A Tour of the Land of the O’Neill, the Pequot, Mohegans and Nuclear Submarines

My interest in native American issues has grown over the past few years, fueled in part by Nathaniel Philbrick’s account of the King Philip Indian War in The Mayflower, and because of my close proximity to Mashpee and the efforts/strife of the local Wampanoag tribe to achieve tribal recognition and restore their language.

Until this past weekend I’d never visited the southeastern corner of Connecticut, home to the Mohegan and Pequot tribes and their better known casinos — Mohegan Sun and Foxwoods. Both have been in operation for more than a decade and are excellent examples of sovereign indigenous rights and, to some poetic extent, ironic revenge for past atrocities by the English settlers and their descendants.  Fleecing the locals and using the cash to better themselves and buy back their ancestral lands seems fitting once you put into context the events of May 26, 1637.

→ INFORMATION PROVIDED:
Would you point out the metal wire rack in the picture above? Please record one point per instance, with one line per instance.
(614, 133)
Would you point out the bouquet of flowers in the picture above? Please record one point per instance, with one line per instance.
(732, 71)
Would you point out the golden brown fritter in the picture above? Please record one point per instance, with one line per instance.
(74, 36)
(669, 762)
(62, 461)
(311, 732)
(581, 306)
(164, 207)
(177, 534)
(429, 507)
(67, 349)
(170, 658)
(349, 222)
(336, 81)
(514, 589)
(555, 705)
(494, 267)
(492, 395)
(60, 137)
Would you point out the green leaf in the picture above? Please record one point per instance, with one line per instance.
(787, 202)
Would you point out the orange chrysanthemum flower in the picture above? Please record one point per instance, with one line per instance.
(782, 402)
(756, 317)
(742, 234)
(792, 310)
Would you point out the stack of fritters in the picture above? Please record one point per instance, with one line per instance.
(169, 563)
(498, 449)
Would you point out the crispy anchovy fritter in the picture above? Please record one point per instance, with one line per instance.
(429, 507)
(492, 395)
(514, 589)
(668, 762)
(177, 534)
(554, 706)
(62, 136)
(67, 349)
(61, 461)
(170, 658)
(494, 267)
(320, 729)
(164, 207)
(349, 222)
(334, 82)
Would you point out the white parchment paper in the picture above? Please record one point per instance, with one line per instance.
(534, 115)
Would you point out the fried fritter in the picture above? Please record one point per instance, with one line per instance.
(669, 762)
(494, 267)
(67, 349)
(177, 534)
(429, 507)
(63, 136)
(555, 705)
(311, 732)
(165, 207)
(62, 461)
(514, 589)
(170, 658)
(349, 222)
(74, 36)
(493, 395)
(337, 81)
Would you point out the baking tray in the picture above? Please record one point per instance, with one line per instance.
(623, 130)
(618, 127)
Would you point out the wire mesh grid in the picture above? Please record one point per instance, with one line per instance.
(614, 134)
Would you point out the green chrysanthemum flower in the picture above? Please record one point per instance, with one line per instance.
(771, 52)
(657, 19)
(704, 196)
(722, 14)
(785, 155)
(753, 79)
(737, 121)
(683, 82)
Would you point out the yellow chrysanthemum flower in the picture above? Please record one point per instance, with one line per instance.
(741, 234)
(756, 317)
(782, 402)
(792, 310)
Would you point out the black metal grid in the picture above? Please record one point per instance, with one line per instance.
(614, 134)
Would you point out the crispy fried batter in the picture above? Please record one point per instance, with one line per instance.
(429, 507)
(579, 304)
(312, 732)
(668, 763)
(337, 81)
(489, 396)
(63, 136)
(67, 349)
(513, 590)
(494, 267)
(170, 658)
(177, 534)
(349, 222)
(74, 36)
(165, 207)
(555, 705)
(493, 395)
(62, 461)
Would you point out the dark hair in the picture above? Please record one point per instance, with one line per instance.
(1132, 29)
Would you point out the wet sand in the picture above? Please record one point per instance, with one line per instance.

→ USING THE INFORMATION:
1: Using only the tour text, say whether each statement agrees with it. Answer yes or no and quote the words that decide it.
(a) The writer had visited southeastern Connecticut before this past weekend.
(b) Both casinos have operated for more than a decade.
(c) A book about the King Philip Indian War helped build the writer's interest in native American issues.
2: Answer these questions from the tour text.
(a) Which local tribe is working to restore its language?
(b) What are the names of the two casinos?
(c) What date does the writer give for context?

→ RESULTS FOR EACH TASK:
1:
(a) No: "Until this past weekend I’d never visited the southeastern corner of Connecticut"
(b) Yes: "Both have been in operation for more than a decade"
(c) Yes: "fueled in part by Nathaniel Philbrick’s account of the King Philip Indian War in The Mayflower"

2:
(a) The Wampanoag tribe
(b) Mohegan Sun and Foxwoods
(c) May 26, 1637